--- OBJETIVO 1 ---
Localiza en los registros cada línea que contenga la palabra "paved" y cópiala completa. Ten en cuenta mayúsculas y minúsculas.

--- PÁGINA ---

BUENOS AIRES (ANP) El gran triunfo histórico de los unitarios fue haber convencido a la posteridad de que ellos fueron los federales.
Cuesta entender desde una perspectiva desapasionada que se haya erigido como máximo exponente del federalismo del siglo XIX a un latifundista bonaerense que se negó sistemáticamente a organizar política e institucionalmente al país durante más de dos décadas, al punto de calificar a la Constitución como un «cuadernito», que más allá de una efímera ley de Aduanas no hizo el menor esfuerzo por impulsar el desarrollo de lo que hoy llamaríamos «economías regionales» y que sojuzgó a sangre y fuego todo intento de autonomía provincial.
Y en vistas a la celebración de hoy, tampoco es comprensible que se insista en presentar como un acto de defensa de la soberanía (¿cuál, la argentina o la bonaerense?) a lo que constituyó ni más ni menos que la defensa del monopolio del puerto de Buenos Aires. Porque en el cúmulo de confusiones sobre el rol de Juan Manuel de Rosas, habrá que destacar que el caudillo “federal” acaparaba toda la renta del comercio exterior a través del único punto habilitado para exportar e importar. Un esquema similar al de los tiempos del colonialismo español, con la diferencia que con Rosas la metrópoli era Buenos Aires y él era el rey.

--- OBJETIVO 2 ---
Devuelve sin cambios el trozo del artículo sobre Rosas que va desde "BUENOS AIRES (ANP)" hasta "de autonomía provincial.".

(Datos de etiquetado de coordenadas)

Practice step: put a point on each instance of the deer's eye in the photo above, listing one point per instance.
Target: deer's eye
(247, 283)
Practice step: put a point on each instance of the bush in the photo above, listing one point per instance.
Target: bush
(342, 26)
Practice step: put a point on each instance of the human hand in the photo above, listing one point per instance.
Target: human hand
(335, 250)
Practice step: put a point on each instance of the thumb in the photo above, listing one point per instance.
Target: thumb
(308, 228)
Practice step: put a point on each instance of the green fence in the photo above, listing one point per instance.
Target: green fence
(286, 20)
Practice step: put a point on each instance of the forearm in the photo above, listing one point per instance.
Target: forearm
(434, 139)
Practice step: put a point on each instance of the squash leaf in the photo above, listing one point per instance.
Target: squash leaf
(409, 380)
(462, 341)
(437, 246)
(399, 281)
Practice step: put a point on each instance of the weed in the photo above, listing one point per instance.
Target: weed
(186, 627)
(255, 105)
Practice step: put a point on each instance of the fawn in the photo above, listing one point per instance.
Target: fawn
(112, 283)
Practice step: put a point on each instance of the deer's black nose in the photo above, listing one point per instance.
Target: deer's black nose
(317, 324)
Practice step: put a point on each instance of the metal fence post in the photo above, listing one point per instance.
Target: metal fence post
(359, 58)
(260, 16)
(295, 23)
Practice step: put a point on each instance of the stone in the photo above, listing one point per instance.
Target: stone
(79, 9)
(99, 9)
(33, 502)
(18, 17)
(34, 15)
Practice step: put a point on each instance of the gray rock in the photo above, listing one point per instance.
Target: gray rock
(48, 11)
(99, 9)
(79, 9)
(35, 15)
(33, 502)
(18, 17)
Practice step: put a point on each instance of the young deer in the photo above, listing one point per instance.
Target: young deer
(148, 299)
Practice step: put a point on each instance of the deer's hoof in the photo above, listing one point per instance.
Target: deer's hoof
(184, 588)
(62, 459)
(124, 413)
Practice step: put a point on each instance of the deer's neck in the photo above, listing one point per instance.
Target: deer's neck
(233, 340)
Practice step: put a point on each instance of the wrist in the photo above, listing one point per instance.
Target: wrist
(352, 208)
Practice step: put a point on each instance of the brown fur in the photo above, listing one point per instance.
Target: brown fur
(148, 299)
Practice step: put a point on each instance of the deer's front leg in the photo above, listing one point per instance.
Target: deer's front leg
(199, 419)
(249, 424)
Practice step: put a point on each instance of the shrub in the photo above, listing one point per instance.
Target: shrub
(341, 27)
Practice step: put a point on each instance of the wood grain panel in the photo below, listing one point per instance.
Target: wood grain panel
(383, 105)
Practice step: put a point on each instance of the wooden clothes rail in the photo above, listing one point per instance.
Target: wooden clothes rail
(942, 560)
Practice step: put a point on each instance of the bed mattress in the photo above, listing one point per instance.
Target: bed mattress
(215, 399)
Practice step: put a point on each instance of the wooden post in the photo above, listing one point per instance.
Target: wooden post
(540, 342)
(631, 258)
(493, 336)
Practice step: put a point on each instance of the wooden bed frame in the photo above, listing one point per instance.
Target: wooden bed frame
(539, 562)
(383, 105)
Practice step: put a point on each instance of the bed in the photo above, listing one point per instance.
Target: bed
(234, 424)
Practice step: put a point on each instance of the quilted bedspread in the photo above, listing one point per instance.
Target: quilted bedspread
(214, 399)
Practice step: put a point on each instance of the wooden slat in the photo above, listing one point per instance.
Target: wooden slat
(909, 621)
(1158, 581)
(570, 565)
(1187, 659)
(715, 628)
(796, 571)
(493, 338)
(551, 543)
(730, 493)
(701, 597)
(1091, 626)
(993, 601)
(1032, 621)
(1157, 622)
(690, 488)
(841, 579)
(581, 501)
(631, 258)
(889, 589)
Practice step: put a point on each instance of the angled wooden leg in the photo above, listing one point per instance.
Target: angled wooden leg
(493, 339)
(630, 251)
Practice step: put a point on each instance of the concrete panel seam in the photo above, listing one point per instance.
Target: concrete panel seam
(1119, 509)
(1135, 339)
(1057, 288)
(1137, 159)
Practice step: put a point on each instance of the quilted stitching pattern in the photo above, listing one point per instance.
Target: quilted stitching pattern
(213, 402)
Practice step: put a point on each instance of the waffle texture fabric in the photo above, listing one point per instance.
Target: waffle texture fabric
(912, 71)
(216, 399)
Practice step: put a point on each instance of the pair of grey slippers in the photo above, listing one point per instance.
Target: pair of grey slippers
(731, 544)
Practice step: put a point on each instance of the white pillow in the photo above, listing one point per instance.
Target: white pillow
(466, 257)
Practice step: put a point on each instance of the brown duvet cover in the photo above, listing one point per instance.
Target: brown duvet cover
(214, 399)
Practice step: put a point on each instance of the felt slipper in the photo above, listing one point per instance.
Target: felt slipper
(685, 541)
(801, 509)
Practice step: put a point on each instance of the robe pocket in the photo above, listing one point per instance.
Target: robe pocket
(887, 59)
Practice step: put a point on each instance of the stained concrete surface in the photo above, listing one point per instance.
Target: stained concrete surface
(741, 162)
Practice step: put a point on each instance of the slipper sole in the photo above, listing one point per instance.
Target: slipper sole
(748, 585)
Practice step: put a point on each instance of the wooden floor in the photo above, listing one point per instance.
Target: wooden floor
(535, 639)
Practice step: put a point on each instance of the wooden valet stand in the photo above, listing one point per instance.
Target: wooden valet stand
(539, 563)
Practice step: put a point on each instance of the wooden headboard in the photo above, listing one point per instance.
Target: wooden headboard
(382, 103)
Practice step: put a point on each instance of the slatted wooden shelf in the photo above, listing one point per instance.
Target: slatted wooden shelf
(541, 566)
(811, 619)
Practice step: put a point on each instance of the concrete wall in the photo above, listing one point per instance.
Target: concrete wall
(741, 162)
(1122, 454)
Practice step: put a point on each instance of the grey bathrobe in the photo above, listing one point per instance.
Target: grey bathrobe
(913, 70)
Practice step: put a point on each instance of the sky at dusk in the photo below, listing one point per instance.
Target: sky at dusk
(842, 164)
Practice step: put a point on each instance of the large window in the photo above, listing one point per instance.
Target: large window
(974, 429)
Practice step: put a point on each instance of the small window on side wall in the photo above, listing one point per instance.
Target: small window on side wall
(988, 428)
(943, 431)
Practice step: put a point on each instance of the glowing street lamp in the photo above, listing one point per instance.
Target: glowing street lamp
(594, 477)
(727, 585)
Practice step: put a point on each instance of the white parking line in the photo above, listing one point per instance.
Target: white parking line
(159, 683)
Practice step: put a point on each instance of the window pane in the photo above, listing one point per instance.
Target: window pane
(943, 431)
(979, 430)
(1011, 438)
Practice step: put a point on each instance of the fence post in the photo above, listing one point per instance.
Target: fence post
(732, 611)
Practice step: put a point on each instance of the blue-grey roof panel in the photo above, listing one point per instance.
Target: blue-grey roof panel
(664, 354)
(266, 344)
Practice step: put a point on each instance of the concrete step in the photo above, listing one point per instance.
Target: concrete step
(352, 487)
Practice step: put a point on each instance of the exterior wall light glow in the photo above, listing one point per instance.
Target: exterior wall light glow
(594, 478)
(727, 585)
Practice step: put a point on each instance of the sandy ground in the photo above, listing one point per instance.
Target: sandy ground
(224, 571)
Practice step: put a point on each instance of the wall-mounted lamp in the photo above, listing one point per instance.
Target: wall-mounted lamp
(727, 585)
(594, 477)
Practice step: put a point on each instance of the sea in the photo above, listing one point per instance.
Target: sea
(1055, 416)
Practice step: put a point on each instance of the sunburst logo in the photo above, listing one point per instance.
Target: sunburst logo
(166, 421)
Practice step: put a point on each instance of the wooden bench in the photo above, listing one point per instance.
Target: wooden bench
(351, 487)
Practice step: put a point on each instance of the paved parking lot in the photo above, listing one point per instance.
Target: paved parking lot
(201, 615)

--- RESULTADO ESPERADO 1 ---
Practice step: put a point on each instance of the paved parking lot in the photo above, listing one point per instance.
Target: paved parking lot

--- RESULTADO ESPERADO 2 ---
BUENOS AIRES (ANP) El gran triunfo histórico de los unitarios fue haber convencido a la posteridad de que ellos fueron los federales.
Cuesta entender desde una perspectiva desapasionada que se haya erigido como máximo exponente del federalismo del siglo XIX a un latifundista bonaerense que se negó sistemáticamente a organizar política e institucionalmente al país durante más de dos décadas, al punto de calificar a la Constitución como un «cuadernito», que más allá de una efímera ley de Aduanas no hizo el menor esfuerzo por impulsar el desarrollo de lo que hoy llamaríamos «economías regionales» y que sojuzgó a sangre y fuego todo intento de autonomía provincial.